## Instructions for the task
Could you set down every entry exactly as it appears?

[Point localization data]
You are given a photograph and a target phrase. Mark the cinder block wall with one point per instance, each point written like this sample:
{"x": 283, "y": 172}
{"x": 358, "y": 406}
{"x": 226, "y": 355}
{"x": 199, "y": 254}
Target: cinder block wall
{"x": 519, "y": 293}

## Solution to this task
You are given a photograph and a target phrase. Mark the cinder block wall with one point per instance, each point written like this sample:
{"x": 283, "y": 172}
{"x": 358, "y": 406}
{"x": 226, "y": 355}
{"x": 199, "y": 254}
Target: cinder block wall
{"x": 519, "y": 293}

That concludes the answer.